--- TEXTE FOURNI ---
=-=-=
L’Art est présent partout, et notamment dans l’esthétisme de l’architecture. L’Education est essentielle afin de transmettre aux futures générations les savoirs nécessaires pour agir dans un monde nouveau, où les défis se multiplient. Cette philosophie est le socle de l’approche environnementale du projet qui a été déclinée dans plusieurs objectifs opérationnels.

Pour construire cette Cité Fertile et incarner les valeurs Nature Art Education, ICADE a fixé des objectifs à atteindre et une méthode de suivi de ces objectifs. Les objectifs consistent principalement en l’obtention de certifications environnementales pour les programmes immobiliers (100% des programmes labellisés), le déploiement de solutions de mobilité durable (véhicule électrique, navette autonome, vélo, etc.) et à l’implantation de programmes et activités emblématiques (micro-ferme, maison du bois et du recyclage, organisation de formation à destination des habitants, etc.

Un nouveau paysage écologique

Loin de se cantonner à un rôle purement esthétique ou d’intégration des bâtiments, le paysage conçu par l’agence Phytorestore sera très innovant au niveau des thèmes de l’agriculture urbaine et de la gestion de l’eau innovante, thèmes incontournables dans le paysage d’aujourd’hui.
=-=-=
--- DONNÉES FOURNIES ---
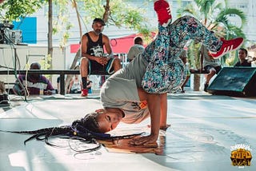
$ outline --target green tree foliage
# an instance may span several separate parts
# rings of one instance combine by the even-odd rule
[[[36,12],[45,0],[5,0],[0,4],[0,20],[13,22]]]
[[[246,36],[242,31],[242,26],[246,22],[246,18],[245,14],[234,8],[230,8],[228,6],[227,0],[218,1],[218,0],[194,0],[192,3],[188,4],[186,6],[181,6],[178,14],[179,16],[184,14],[190,14],[195,17],[197,19],[202,22],[202,23],[206,26],[210,30],[214,31],[215,35],[219,38],[225,38],[226,39],[231,39],[236,37],[242,37],[246,38]],[[239,18],[241,20],[241,26],[234,26],[232,23],[232,18],[230,16],[235,16]],[[194,42],[192,42],[194,44]],[[190,45],[191,46],[191,45]],[[189,50],[189,58],[190,61],[193,58],[198,58],[199,52],[194,56],[194,53],[190,53],[190,49]],[[191,54],[192,55],[191,55]],[[234,58],[230,55],[231,58]],[[229,55],[226,55],[222,58],[222,62],[224,64],[230,58]],[[229,62],[232,65],[234,62]],[[193,65],[193,63],[190,63]],[[226,63],[227,65],[227,63]],[[192,66],[194,68],[198,68],[199,65],[194,63]]]

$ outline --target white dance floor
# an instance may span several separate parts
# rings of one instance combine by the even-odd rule
[[[12,103],[12,101],[11,101]],[[38,98],[0,113],[0,129],[20,131],[70,125],[100,108],[98,99]],[[118,129],[146,127],[121,124]],[[87,153],[71,150],[56,138],[56,148],[29,135],[0,132],[1,171],[256,170],[256,98],[212,96],[198,92],[168,96],[168,123],[162,132],[164,154],[110,153],[105,147]],[[233,166],[233,146],[250,145],[250,166]]]

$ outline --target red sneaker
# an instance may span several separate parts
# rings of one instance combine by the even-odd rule
[[[82,89],[81,96],[82,97],[87,97],[88,96],[88,89]]]
[[[166,27],[171,22],[171,14],[169,3],[165,0],[154,2],[154,10],[158,14],[158,22],[162,26]]]
[[[214,59],[218,59],[224,54],[238,49],[243,42],[242,38],[237,38],[228,41],[224,38],[221,38],[221,40],[223,42],[221,50],[218,52],[210,52],[211,56]]]

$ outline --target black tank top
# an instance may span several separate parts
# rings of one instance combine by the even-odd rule
[[[86,54],[92,56],[95,56],[95,57],[102,57],[104,54],[102,34],[99,34],[99,37],[97,42],[93,42],[93,40],[90,38],[90,35],[88,33],[86,34],[86,36],[87,36],[88,38]]]

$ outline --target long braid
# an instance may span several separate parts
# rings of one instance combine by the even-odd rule
[[[68,136],[70,140],[78,140],[84,143],[93,143],[97,146],[94,148],[88,149],[86,150],[74,150],[71,146],[70,147],[79,153],[87,153],[90,151],[94,151],[98,149],[101,147],[101,145],[97,141],[97,140],[116,140],[116,139],[125,139],[130,138],[134,136],[142,135],[143,133],[136,133],[136,134],[129,134],[123,136],[111,136],[108,133],[96,133],[91,130],[89,130],[86,128],[84,124],[84,118],[81,120],[74,121],[71,125],[63,125],[60,127],[50,127],[40,129],[38,130],[32,131],[3,131],[1,132],[7,132],[7,133],[21,133],[21,134],[33,134],[33,136],[30,137],[26,140],[24,141],[24,145],[32,139],[36,139],[38,141],[44,141],[46,144],[51,146],[58,146],[56,145],[53,145],[49,142],[49,137],[54,136]]]

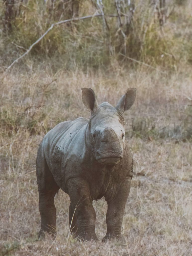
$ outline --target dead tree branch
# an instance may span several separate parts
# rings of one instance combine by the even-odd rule
[[[63,24],[65,23],[67,23],[68,22],[70,22],[72,21],[75,21],[77,20],[82,20],[86,19],[91,19],[92,18],[94,18],[94,17],[100,17],[103,16],[102,14],[96,14],[95,15],[89,15],[88,16],[84,16],[83,17],[80,17],[80,18],[73,18],[72,19],[66,19],[64,20],[61,20],[60,21],[59,21],[58,22],[56,22],[55,23],[53,23],[51,25],[51,26],[47,29],[47,30],[45,32],[45,33],[41,37],[40,37],[39,38],[37,39],[37,40],[35,41],[32,44],[29,48],[20,57],[19,57],[17,59],[15,60],[14,61],[12,62],[11,64],[8,67],[8,68],[6,69],[6,71],[7,71],[7,70],[11,68],[12,67],[13,65],[16,62],[17,62],[18,60],[20,60],[21,59],[22,59],[22,58],[23,58],[24,56],[25,55],[27,55],[27,54],[28,54],[29,53],[30,51],[32,48],[36,45],[47,34],[48,34],[48,33],[49,32],[50,30],[53,28],[54,27],[55,27],[55,26],[57,26],[58,25],[60,25],[61,24]],[[108,15],[108,16],[109,16],[110,17],[116,17],[116,15]]]

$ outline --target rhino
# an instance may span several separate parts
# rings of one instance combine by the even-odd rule
[[[41,227],[56,234],[54,197],[59,188],[69,196],[71,233],[81,240],[97,240],[93,200],[107,204],[107,230],[102,239],[122,237],[122,223],[133,173],[132,154],[125,142],[124,111],[133,105],[136,89],[129,88],[114,108],[97,103],[93,90],[82,88],[89,119],[59,124],[45,136],[36,158]]]

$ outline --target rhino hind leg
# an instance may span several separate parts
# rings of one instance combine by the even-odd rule
[[[41,218],[41,227],[39,238],[43,238],[44,232],[55,236],[56,231],[56,209],[54,197],[59,188],[49,169],[46,160],[41,154],[37,159],[37,177]]]

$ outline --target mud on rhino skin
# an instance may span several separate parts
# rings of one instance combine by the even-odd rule
[[[45,231],[56,234],[54,197],[61,188],[70,198],[69,223],[75,237],[97,239],[92,202],[104,197],[108,205],[107,230],[103,240],[120,238],[133,175],[123,114],[133,104],[136,89],[128,89],[114,108],[107,102],[99,105],[92,89],[82,90],[90,118],[80,118],[58,124],[45,135],[38,150],[39,237]]]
=-=-=
--- TÂCHES À RÉALISER ---
A: Pouvez-vous reproduire fidèlement, dans le texte sur la Cité Fertile, tout ce qui va de « Un nouveau paysage » jusqu'à « le paysage d’aujourd’hui. » ?
B: Pouvez-vous poursuivre le texte sur la Cité Fertile à partir de l'endroit où il s'interrompt ?
Les données ci-dessus forment un matériau distinct du texte.

--- LISTE DES RÉPONSES ---
A:
Un nouveau paysage écologique

Loin de se cantonner à un rôle purement esthétique ou d’intégration des bâtiments, le paysage conçu par l’agence Phytorestore sera très innovant au niveau des thèmes de l’agriculture urbaine et de la gestion de l’eau innovante, thèmes incontournables dans le paysage d’aujourd’hui.

B:
Le mail central servira à collecter les eaux de pluie de l’ensemble du quartier, les dépolluer en zéro rejet pour l’extérieur pour une pluie 100 ans et les mettre en valeur notamment via la création d’un plan d’eau avec qualité eau de baignade pouvant aussi servir à irriguer d’importants jardins potagers, créant ainsi une toute nouvelle approche de l’agriculture urbaine autonome en termes de ressources locales.

Une telle action de valorisation de l’eau s’inscrit bien dans l’histoire du parc de Versailles qui a toujours été à la pointe de l’innovation en matière d’hydraulique. Que ce soit avec la machine de Marly récupérant l’eau de la Seine ou via le drainage du plateau de Saclay par des rigoles recueillant les eaux de pluie, l’alimentation en eau du parc a été source de nombres d’inventions et innovations dans le thème de l’eau. Ce projet est donc bien un prolongement de cette tradition.

Ces eaux dépolluées réutilisées pour l’arrosage des cultures vivrières et la création de zones humides favoriseront aussi la biodiversité et la séquestration du carbone contre le réchauffement climatique. Avec une gestion in situ adaptée, le projet réduira l’impact entre 60t et 100t de C02. Enfin, le paysage sera aussi nourricier puisque des potagers et vergers participatifs occuperont la majeure partie de la pointe nord du site pour alimenter en cycle court le magasin de ce nouveau quartier.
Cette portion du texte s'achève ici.